本文抜粋 »
---

【学習センター機関誌から】寄席の縁起担ぎと粋な客

放送大学 東京文京学習センター 非常勤講師

春風亭昇吉

~春風亭昇吉先生 真打昇進 おめでとうございます!~

春風亭昇吉でございます。
私は、4年前から放送大学 東京文京学習センターで『人生が愉しくなる落語学』という面接授業を受け持っております。

まず、落語の実演、そのあとホワイトボードやプリントを使った文化背景や語彙の確認、そして教科書を使った落語の基礎知識の学習、という三部構成です。
古典落語の楽しさ、そして、周辺知識の生涯学習を通じて人生を愉しくするというコンセプトが受け入れられ、開講以来、毎回定員オーバーで抽選がおこなわれる程、支持を頂いております。

去年、2021年5月に私は真打に昇進しました。昇進記念で東大安田講堂にて昇進披露公演も行いました。
落語家には、前座・二つ目・真打という3階級があります。しかし、真打はゴールではなく、スタートラインです。これからもっと頑張っていきたいと思っています。 応援宜しくお願い致します。

---

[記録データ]
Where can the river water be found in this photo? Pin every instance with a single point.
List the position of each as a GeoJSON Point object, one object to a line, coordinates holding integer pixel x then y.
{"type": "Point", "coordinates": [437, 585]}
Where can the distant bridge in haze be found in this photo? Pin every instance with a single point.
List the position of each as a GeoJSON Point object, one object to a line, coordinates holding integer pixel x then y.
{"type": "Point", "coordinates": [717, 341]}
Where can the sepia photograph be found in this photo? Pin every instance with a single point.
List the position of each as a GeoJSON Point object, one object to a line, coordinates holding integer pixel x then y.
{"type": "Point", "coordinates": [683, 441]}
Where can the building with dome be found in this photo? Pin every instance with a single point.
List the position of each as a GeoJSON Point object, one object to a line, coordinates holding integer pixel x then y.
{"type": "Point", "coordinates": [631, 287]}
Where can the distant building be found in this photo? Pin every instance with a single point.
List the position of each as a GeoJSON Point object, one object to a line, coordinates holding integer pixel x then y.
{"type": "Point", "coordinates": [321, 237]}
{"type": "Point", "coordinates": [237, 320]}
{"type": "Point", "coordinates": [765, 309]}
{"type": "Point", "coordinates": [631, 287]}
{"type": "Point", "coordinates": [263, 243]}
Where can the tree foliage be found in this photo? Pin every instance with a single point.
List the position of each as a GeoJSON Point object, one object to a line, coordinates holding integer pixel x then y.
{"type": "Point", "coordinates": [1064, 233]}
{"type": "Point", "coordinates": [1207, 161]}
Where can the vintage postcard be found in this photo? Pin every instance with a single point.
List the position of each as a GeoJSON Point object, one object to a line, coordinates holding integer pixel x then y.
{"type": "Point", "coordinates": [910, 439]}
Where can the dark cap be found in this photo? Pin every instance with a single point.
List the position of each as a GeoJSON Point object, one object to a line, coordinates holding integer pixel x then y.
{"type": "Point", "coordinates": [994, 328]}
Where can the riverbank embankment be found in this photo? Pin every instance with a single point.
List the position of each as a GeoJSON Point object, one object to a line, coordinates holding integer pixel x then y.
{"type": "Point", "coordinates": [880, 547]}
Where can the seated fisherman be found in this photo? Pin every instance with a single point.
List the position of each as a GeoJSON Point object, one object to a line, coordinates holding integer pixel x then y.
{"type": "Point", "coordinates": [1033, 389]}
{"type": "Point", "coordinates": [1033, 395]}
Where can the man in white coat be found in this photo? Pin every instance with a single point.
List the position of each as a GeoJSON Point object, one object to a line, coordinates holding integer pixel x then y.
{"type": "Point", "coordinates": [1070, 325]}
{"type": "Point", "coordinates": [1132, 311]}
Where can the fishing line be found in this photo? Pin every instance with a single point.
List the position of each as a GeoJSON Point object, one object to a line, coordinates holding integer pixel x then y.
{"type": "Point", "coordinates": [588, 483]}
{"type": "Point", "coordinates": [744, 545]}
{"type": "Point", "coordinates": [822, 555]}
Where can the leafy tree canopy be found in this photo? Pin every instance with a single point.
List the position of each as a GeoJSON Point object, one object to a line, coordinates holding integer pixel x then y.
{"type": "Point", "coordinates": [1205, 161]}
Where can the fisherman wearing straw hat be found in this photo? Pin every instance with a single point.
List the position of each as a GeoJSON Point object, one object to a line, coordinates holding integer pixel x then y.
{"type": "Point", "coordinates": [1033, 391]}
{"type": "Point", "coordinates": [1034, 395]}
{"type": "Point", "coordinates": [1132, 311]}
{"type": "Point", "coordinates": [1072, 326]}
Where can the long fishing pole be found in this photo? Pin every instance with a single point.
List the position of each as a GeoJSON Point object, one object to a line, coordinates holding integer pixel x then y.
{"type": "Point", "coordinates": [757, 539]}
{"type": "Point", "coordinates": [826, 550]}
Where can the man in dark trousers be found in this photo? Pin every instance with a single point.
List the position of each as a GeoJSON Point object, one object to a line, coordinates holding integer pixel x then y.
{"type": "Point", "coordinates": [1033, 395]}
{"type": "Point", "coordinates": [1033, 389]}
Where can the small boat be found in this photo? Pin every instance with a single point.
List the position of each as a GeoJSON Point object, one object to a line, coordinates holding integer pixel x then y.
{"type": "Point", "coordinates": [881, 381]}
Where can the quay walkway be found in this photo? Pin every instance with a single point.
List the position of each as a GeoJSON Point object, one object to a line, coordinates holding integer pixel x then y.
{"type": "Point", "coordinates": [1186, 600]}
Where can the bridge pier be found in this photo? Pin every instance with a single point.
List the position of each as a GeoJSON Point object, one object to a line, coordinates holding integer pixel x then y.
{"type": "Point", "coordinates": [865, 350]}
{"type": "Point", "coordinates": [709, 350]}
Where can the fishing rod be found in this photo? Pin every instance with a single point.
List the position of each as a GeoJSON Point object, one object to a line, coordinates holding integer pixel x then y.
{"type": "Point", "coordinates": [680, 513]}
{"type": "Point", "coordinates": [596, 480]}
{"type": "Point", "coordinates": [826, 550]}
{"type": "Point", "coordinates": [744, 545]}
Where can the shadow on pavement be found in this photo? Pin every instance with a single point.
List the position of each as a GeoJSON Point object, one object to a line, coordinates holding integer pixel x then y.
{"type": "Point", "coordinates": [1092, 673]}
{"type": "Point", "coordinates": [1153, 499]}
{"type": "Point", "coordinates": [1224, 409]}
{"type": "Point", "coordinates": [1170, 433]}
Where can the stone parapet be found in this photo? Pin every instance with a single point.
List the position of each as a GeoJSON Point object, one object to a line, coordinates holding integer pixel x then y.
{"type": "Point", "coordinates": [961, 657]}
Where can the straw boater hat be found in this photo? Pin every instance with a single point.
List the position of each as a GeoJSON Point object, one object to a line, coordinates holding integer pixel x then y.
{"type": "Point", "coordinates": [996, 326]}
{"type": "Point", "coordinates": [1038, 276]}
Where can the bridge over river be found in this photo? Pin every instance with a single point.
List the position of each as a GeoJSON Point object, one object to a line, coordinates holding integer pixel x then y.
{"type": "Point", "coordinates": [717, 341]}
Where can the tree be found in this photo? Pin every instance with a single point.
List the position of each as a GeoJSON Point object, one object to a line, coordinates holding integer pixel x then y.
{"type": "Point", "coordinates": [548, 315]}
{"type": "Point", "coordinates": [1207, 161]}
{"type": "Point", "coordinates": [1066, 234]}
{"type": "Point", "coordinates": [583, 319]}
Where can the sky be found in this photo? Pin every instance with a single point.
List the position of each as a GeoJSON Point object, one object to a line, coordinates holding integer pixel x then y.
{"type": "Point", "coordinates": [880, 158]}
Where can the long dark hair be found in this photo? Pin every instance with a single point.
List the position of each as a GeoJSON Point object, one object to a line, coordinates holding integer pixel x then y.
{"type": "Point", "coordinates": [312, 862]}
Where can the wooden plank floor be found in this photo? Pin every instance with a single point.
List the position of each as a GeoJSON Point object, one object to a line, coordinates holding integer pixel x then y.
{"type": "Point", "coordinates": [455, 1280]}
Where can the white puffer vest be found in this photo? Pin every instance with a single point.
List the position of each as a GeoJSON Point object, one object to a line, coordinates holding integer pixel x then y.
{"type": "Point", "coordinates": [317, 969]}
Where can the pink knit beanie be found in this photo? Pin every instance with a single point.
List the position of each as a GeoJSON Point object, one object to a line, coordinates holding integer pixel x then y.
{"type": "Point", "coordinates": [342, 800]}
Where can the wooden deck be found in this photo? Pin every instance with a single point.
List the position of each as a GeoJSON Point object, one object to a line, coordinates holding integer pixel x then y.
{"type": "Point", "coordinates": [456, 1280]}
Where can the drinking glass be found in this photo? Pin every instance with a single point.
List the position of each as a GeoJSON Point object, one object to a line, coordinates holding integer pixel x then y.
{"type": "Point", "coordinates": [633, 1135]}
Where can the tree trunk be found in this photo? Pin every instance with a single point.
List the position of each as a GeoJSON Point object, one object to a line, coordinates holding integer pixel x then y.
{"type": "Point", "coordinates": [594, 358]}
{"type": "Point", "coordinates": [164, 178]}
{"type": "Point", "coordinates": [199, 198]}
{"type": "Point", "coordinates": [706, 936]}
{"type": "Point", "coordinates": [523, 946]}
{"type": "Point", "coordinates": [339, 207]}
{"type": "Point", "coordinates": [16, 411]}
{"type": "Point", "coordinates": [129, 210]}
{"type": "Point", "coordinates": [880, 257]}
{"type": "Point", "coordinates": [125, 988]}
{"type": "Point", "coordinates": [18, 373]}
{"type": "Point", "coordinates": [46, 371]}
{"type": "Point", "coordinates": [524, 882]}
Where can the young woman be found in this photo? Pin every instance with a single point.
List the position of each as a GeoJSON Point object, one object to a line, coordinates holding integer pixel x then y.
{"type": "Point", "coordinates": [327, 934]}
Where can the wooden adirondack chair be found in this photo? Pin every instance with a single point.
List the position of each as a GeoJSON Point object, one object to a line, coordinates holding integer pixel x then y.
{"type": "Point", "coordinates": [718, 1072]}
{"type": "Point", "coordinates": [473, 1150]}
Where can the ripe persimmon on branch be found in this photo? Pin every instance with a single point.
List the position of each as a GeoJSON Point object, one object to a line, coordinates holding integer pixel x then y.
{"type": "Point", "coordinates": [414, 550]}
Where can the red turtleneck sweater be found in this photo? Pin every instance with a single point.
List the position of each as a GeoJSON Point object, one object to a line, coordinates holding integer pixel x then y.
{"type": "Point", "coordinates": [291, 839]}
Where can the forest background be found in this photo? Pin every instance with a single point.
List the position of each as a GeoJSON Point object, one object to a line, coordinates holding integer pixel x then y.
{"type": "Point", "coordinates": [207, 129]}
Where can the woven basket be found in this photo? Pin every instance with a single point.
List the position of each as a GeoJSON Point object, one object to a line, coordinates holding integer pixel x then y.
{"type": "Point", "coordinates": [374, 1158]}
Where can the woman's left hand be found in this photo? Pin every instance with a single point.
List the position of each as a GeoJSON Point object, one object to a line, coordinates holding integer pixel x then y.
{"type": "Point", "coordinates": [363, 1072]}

---

作業指示 »
本文抜粋に書かれている落語家の階級をすべて挙げよ。

解答欄 »
前座、二つ目、真打